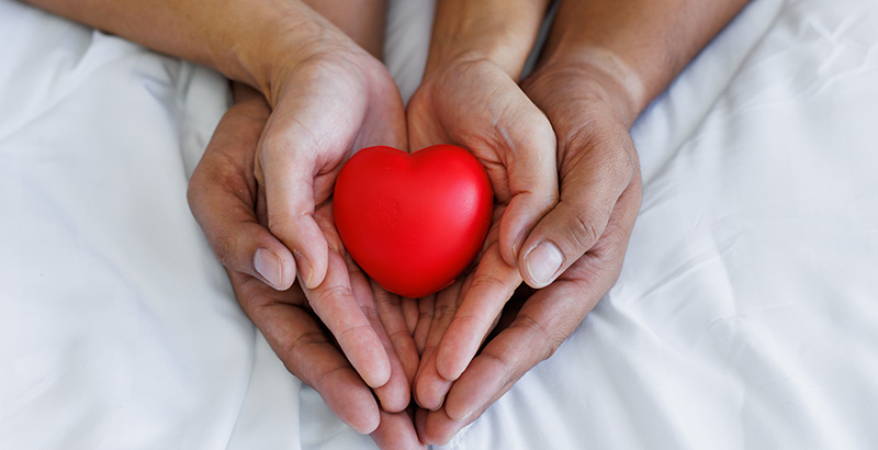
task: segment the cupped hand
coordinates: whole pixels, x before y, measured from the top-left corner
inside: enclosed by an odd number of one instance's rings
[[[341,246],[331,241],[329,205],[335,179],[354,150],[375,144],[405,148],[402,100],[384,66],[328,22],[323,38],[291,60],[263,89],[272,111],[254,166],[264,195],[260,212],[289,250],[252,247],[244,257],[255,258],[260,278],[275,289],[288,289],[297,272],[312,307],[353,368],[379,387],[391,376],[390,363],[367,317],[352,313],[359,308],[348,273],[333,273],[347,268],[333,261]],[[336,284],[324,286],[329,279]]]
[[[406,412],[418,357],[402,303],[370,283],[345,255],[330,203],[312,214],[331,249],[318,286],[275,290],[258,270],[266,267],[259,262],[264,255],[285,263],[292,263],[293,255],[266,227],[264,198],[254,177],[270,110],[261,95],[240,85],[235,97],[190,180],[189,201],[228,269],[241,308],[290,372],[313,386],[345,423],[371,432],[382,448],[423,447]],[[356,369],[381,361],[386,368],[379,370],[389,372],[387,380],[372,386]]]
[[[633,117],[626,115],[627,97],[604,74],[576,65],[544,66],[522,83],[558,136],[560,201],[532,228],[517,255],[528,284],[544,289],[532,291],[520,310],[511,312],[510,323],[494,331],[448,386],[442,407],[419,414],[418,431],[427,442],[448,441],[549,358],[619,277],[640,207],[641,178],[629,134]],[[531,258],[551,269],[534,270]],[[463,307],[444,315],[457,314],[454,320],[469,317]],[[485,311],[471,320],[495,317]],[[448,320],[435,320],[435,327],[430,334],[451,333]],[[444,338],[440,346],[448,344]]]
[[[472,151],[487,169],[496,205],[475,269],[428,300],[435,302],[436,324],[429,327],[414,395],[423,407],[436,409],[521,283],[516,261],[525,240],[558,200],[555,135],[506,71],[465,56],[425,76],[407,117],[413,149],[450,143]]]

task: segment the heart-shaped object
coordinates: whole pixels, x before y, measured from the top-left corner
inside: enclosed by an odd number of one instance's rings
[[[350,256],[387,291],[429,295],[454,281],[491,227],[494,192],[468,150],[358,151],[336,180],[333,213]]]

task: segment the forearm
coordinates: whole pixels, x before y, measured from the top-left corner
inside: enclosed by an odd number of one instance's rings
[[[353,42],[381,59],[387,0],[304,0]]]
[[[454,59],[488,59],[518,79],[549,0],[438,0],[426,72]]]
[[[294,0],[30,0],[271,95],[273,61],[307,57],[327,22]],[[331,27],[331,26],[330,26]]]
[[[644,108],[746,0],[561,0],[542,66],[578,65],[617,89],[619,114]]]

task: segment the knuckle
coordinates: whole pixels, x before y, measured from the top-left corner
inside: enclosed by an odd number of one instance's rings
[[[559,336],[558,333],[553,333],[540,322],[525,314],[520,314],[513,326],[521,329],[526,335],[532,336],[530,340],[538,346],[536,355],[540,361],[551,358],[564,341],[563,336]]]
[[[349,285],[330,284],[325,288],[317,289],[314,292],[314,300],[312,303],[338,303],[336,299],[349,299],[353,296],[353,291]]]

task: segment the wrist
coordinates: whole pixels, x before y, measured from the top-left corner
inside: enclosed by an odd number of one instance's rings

## Work to complete
Rewrite every line of the records above as a numbered list, skipping blank lines and leaving out the pictures.

## Reply to the exercise
1. task: segment the cupped hand
2. coordinates: whole pixels, x before y, measured from the top-left corner
3. inside: enclosed by an odd number of one instance's rings
4. [[[341,246],[331,241],[329,205],[335,179],[354,150],[375,144],[405,148],[402,100],[384,66],[328,22],[323,38],[291,60],[263,89],[272,111],[254,166],[264,195],[260,212],[289,250],[252,247],[244,257],[255,258],[260,278],[275,289],[288,289],[297,272],[312,307],[353,368],[379,387],[391,376],[390,363],[367,317],[352,313],[359,308],[348,273],[333,273],[347,268],[333,261]],[[336,284],[324,286],[329,279]]]
5. [[[406,412],[418,357],[402,303],[370,283],[345,255],[330,203],[312,214],[331,249],[318,286],[275,290],[258,270],[266,267],[259,262],[264,255],[285,263],[292,263],[293,255],[266,227],[264,198],[254,177],[270,110],[261,95],[240,85],[235,97],[190,180],[189,201],[228,269],[241,308],[290,372],[313,386],[345,423],[371,432],[382,448],[423,447]],[[356,369],[381,361],[386,368],[379,370],[389,372],[387,380],[372,386]]]
6. [[[633,117],[626,115],[627,97],[604,74],[576,65],[544,66],[522,83],[558,136],[560,201],[532,228],[517,255],[528,284],[544,289],[532,291],[520,310],[511,312],[510,323],[494,331],[448,386],[442,407],[419,414],[418,431],[427,442],[448,441],[549,358],[619,277],[640,207],[641,178],[629,134]],[[531,258],[551,269],[534,270]],[[463,307],[444,315],[457,314],[454,320],[469,317]],[[485,311],[471,320],[495,317]],[[448,320],[435,320],[435,327],[430,334],[451,333]],[[444,338],[440,346],[448,344]]]
7. [[[472,151],[487,169],[496,205],[475,269],[428,300],[435,302],[436,324],[429,327],[414,395],[423,407],[436,409],[521,283],[516,261],[525,240],[558,200],[555,135],[506,71],[465,56],[425,76],[407,117],[413,149],[450,143]]]
8. task: segment the heart-shaped object
9. coordinates: whole pixels, x before y, measured from the top-left corner
10. inside: enclosed by an odd number of one instance's rings
11. [[[350,256],[387,291],[429,295],[454,281],[491,227],[494,192],[468,150],[358,151],[336,180],[333,213]]]
12. task: segment the forearm
13. coordinates: whole pixels, x before y, measured from the top-left corner
14. inside: enclosed by an odd number of one instance's rings
15. [[[353,42],[381,59],[387,0],[304,0]]]
16. [[[454,59],[488,59],[518,79],[549,0],[438,0],[426,72]]]
17. [[[294,0],[30,0],[271,95],[273,61],[307,57],[327,22]],[[331,27],[331,26],[330,26]]]
18. [[[644,108],[746,0],[561,0],[542,66],[578,65],[617,89],[619,114]]]
19. task: segment the knuckle
20. coordinates: whole pixels, x before y, measured from the top-left corner
21. inside: enclosed by an odd number of one instance's rings
22. [[[559,336],[558,333],[553,333],[540,322],[525,314],[520,314],[513,326],[521,329],[526,335],[532,336],[530,340],[538,346],[536,355],[540,361],[551,358],[564,341],[563,336]]]
23. [[[349,285],[330,284],[325,288],[317,289],[314,292],[314,300],[312,303],[338,303],[336,299],[349,299],[353,296],[353,291]]]
24. task: segment the wrist
25. coordinates: whole pixels, x before y, measured from the top-left corner
26. inside: enclosed by an odd number of one instance's rings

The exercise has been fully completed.